- Rows from a dataset:
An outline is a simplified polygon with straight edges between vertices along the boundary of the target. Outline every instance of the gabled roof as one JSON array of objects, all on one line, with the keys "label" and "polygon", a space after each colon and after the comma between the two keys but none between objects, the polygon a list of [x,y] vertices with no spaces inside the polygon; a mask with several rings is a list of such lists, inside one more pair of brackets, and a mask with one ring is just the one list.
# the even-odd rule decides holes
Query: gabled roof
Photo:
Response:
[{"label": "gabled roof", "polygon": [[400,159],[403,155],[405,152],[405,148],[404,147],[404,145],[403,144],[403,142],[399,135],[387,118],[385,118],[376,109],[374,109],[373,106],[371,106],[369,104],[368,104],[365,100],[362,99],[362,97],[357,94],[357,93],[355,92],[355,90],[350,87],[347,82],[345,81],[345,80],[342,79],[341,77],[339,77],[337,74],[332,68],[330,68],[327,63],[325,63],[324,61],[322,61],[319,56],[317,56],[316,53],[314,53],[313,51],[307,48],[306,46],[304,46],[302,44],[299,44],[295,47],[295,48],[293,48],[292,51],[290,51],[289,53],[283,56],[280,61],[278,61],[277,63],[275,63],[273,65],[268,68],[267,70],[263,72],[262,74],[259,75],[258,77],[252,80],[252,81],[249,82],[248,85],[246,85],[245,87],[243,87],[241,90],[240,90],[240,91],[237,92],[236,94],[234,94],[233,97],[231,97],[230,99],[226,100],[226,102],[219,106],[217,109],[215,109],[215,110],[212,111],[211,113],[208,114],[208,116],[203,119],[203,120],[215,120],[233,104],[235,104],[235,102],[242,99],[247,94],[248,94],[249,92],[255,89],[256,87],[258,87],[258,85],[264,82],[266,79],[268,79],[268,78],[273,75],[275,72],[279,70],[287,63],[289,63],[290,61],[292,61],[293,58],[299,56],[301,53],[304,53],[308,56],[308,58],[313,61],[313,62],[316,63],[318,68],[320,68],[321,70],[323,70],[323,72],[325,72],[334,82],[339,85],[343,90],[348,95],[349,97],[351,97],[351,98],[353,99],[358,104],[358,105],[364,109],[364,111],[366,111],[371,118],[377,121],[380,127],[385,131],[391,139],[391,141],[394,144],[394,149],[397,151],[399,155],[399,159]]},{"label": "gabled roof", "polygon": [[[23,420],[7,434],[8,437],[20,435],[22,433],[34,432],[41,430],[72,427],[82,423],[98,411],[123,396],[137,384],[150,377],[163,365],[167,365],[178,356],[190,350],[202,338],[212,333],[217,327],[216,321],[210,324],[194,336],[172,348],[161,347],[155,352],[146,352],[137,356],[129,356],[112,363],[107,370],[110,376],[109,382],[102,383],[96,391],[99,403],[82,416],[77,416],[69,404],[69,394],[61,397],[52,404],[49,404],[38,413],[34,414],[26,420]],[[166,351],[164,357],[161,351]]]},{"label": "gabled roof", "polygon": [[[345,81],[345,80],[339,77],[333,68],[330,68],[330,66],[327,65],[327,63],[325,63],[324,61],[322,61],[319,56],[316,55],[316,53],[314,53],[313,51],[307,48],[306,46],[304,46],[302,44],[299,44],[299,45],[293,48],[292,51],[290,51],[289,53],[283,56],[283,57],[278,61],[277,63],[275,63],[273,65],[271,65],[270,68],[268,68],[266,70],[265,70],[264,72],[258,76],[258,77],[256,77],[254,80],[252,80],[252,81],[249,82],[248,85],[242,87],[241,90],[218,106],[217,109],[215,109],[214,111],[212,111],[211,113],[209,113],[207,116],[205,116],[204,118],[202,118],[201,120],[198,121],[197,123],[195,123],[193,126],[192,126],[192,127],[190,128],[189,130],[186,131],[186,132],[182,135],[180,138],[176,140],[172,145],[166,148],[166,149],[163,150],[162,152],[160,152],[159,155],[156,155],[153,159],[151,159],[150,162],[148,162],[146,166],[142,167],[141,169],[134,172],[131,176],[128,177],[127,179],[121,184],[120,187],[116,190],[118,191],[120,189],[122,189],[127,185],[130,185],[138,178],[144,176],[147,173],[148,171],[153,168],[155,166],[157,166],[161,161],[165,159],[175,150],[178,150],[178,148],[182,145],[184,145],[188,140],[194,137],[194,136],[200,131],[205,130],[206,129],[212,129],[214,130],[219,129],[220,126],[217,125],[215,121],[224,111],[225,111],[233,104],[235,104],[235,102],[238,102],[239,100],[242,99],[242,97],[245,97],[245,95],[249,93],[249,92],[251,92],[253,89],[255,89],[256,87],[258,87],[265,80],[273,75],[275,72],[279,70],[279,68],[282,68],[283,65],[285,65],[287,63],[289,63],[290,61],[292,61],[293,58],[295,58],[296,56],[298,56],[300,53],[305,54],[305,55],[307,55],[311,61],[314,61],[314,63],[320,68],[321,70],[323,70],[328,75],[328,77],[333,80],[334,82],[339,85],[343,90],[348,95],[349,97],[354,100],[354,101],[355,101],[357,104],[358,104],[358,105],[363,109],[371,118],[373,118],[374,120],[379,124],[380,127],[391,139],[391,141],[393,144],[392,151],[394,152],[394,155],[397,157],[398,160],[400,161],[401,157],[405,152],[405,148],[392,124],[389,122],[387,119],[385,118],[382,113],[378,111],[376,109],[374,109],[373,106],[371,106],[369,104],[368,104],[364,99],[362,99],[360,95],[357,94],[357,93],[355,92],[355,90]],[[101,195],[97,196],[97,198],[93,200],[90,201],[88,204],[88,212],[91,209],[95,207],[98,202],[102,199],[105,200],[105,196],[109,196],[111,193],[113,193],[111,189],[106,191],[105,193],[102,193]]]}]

- YOUR TASK:
Each record must be repeated exactly as it is.

- FINAL RESULT:
An outline is a simplified polygon with straight edges between vertices along the boundary of the target. Outline every instance of the gabled roof as one JSON array of objects, all on one line, with the keys "label" and "polygon", a space after each colon and after the comma between the two keys but none between objects, the polygon a list of [x,y] vertices with no spaces inside the polygon; a mask with several rings is a list of such lists, inside one more pair of brackets, and a mask with one ring is just the one list.
# the even-odd rule decides holes
Query: gabled roof
Photo:
Response:
[{"label": "gabled roof", "polygon": [[400,159],[403,155],[405,152],[405,148],[404,147],[404,145],[403,144],[403,142],[399,135],[387,118],[385,118],[376,109],[374,109],[373,106],[371,106],[369,104],[368,104],[365,100],[362,99],[362,97],[357,94],[357,93],[355,92],[355,90],[350,87],[347,82],[345,81],[345,80],[342,79],[341,77],[339,77],[337,74],[332,68],[330,68],[327,63],[325,63],[324,61],[322,61],[319,56],[317,56],[316,53],[314,53],[313,51],[307,48],[306,46],[304,46],[302,44],[299,44],[295,47],[295,48],[293,48],[292,51],[290,51],[289,53],[283,56],[280,61],[278,61],[277,63],[275,63],[273,65],[268,68],[267,70],[263,72],[262,74],[259,75],[258,77],[252,80],[252,81],[249,82],[248,85],[246,85],[245,87],[243,87],[241,90],[240,90],[240,91],[237,92],[236,94],[234,94],[233,97],[231,97],[230,99],[226,100],[226,102],[219,106],[217,109],[215,109],[215,110],[212,111],[211,113],[208,114],[208,116],[203,119],[203,120],[215,120],[233,104],[235,104],[235,102],[242,99],[247,94],[248,94],[249,92],[255,89],[256,87],[258,87],[258,85],[264,82],[266,79],[268,79],[268,78],[273,75],[275,72],[279,70],[287,63],[289,63],[290,61],[292,61],[293,58],[299,56],[301,53],[304,53],[308,56],[308,58],[313,61],[313,62],[316,63],[318,68],[320,68],[321,70],[323,70],[323,72],[325,72],[334,82],[339,85],[343,90],[348,95],[349,97],[351,97],[351,98],[353,99],[358,104],[358,105],[364,109],[364,111],[366,111],[371,118],[377,121],[380,127],[385,131],[391,139],[391,141],[394,144],[394,149],[397,151],[399,155],[399,159]]},{"label": "gabled roof", "polygon": [[[23,420],[7,434],[8,437],[20,435],[22,433],[34,432],[41,430],[72,427],[82,423],[98,411],[123,396],[137,384],[150,377],[163,365],[167,365],[178,356],[190,350],[202,338],[212,333],[217,327],[216,321],[210,324],[194,336],[172,348],[161,347],[155,352],[146,352],[137,356],[129,356],[112,363],[107,370],[110,376],[109,382],[102,383],[96,391],[99,403],[82,416],[77,416],[69,404],[69,394],[61,397],[52,404],[49,404],[38,413],[34,414],[26,420]],[[166,351],[164,357],[161,351]]]},{"label": "gabled roof", "polygon": [[[345,81],[345,80],[339,77],[333,68],[330,68],[330,66],[327,65],[327,63],[325,63],[324,61],[322,61],[319,56],[316,55],[316,53],[314,53],[313,51],[307,48],[306,46],[304,46],[302,44],[299,44],[299,45],[293,48],[292,51],[290,51],[289,53],[283,56],[283,57],[278,61],[277,63],[275,63],[273,65],[271,65],[270,68],[268,68],[266,70],[265,70],[264,72],[258,76],[258,77],[256,77],[254,80],[252,80],[252,81],[249,82],[248,85],[242,87],[241,90],[218,106],[217,109],[215,109],[214,111],[212,111],[211,113],[209,113],[207,116],[205,116],[204,118],[202,118],[201,120],[198,121],[197,123],[195,123],[193,126],[192,126],[192,127],[190,128],[189,130],[186,131],[186,132],[182,135],[180,138],[176,140],[172,145],[166,148],[166,149],[163,150],[162,152],[160,152],[159,155],[156,155],[153,159],[151,159],[150,162],[148,162],[146,166],[142,167],[141,169],[134,172],[131,176],[128,177],[127,179],[121,184],[120,187],[116,190],[118,191],[120,189],[122,189],[127,185],[130,185],[138,178],[144,176],[147,173],[148,171],[153,168],[155,166],[157,166],[161,161],[165,159],[175,150],[178,150],[178,148],[182,145],[184,145],[188,140],[194,137],[194,136],[200,131],[205,130],[206,129],[212,129],[214,130],[219,129],[220,126],[217,125],[215,121],[224,111],[225,111],[233,104],[235,104],[235,102],[238,102],[239,100],[242,99],[242,97],[245,97],[245,95],[249,93],[249,92],[251,92],[253,89],[255,89],[256,87],[258,87],[265,80],[273,75],[275,72],[279,70],[279,68],[282,68],[283,65],[285,65],[287,63],[289,63],[290,61],[292,61],[293,58],[295,58],[296,56],[298,56],[300,53],[305,54],[305,55],[307,55],[311,61],[314,61],[314,63],[320,68],[321,70],[323,70],[328,75],[328,77],[333,80],[334,82],[339,85],[343,90],[348,95],[349,97],[354,100],[354,101],[355,101],[357,104],[358,104],[358,105],[363,109],[371,118],[373,118],[374,120],[379,124],[380,127],[391,139],[391,141],[393,144],[392,151],[394,152],[394,155],[397,157],[398,160],[400,161],[401,157],[405,152],[405,148],[392,124],[389,122],[387,119],[385,118],[382,113],[378,111],[376,109],[374,109],[373,106],[371,106],[369,104],[368,104],[364,99],[362,99],[360,95],[357,94],[357,93],[355,92],[355,90]],[[101,195],[97,196],[97,198],[93,200],[90,201],[88,204],[88,212],[91,209],[95,207],[98,202],[102,199],[105,200],[105,196],[109,196],[111,193],[113,193],[111,189],[106,191],[105,193],[102,193]]]}]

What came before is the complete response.